TUGAS ::
Jawab pertanyaan berikut berdasarkan kutipan tentang sistem hukum Indonesia di bawah.
1. Di universitas mana Daniel S. Lev terakhir menjabat sebagai Guru Besar Ilmu Politik?
2. Di universitas mana Richard A. Posner mengajar?
3. Bagaimana beban hakim di Indonesia dibandingkan dengan hakim di negara-negara lain?

Daniel S. Lev (1993-2006) seorang Guru Besar Ilmu Politik terkemuka (terakhir di Washington University-Amerika Serikat) yang lama maelakukan penelitian di Indonesia berkesimpulan bahwa :
Indonesia merupakan suatu contoh yang menarik sekali, karena sistem hukum yang berlaku di dalamnya merupakan salah satu yang paling kompleks di seluruh dunia – dan nampaknya tidak lain disebabkan keadaan sosial dan politik – bahkan hampir di tiap segi dan bidang akan nampak Indonesia adalah satu negara yang serba kompleks”.[9]
Para hakim Indonesia harus memahami kondisi ini, sehinga harus mempunyai pemahaman dan wawan yang luas mengenai berbagai sistem hukum tersebut. walaupun seorang hakim secara universal adalah seorang generalist yang harus bekerja di bawah tekanan (baik tekanan waktu, maupun, tekanan kepentingan berbagai pihak). Mengenai ini seorang hakim Amerika Serikat yang juga seorang pengajar pada University of Chicago-Amerika Serikat, Richard A. Posner berpendapat sebagai berikut :
A judge id generalist who writes an opinion under pressure of time in whatever case, in whatever field of law, is assigned to him”.[10]
Jelaslah bahwa hakim di Indonesia memikul beban yang lebih berat daripada hakim di negara-negara lain.

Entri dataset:
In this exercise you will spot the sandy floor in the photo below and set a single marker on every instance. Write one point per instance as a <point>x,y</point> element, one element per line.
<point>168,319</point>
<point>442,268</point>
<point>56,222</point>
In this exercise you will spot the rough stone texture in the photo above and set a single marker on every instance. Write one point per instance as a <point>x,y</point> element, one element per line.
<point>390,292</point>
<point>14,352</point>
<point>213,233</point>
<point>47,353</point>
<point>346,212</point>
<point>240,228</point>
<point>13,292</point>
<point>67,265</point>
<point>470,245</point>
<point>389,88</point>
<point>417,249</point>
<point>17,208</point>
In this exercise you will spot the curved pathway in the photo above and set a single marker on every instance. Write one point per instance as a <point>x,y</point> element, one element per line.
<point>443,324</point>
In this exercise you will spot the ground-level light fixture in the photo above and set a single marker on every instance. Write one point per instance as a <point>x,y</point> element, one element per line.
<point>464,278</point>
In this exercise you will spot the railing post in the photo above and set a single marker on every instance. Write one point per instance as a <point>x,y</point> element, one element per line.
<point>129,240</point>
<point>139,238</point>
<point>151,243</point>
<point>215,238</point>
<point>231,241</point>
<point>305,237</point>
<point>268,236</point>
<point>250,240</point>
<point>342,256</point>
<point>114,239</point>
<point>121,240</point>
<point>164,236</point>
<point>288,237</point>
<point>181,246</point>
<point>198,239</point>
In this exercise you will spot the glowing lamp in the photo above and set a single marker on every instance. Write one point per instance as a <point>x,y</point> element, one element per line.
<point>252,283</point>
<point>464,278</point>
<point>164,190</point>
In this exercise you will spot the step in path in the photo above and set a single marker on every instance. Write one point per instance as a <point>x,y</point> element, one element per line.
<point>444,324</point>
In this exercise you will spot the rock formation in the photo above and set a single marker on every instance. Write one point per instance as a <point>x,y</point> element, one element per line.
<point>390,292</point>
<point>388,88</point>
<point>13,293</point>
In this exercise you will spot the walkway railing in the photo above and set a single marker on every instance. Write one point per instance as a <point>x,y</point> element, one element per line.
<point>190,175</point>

JAWABAN ::
1. Washington University, Amerika Serikat.
2. University of Chicago, Amerika Serikat.
3. Lebih berat.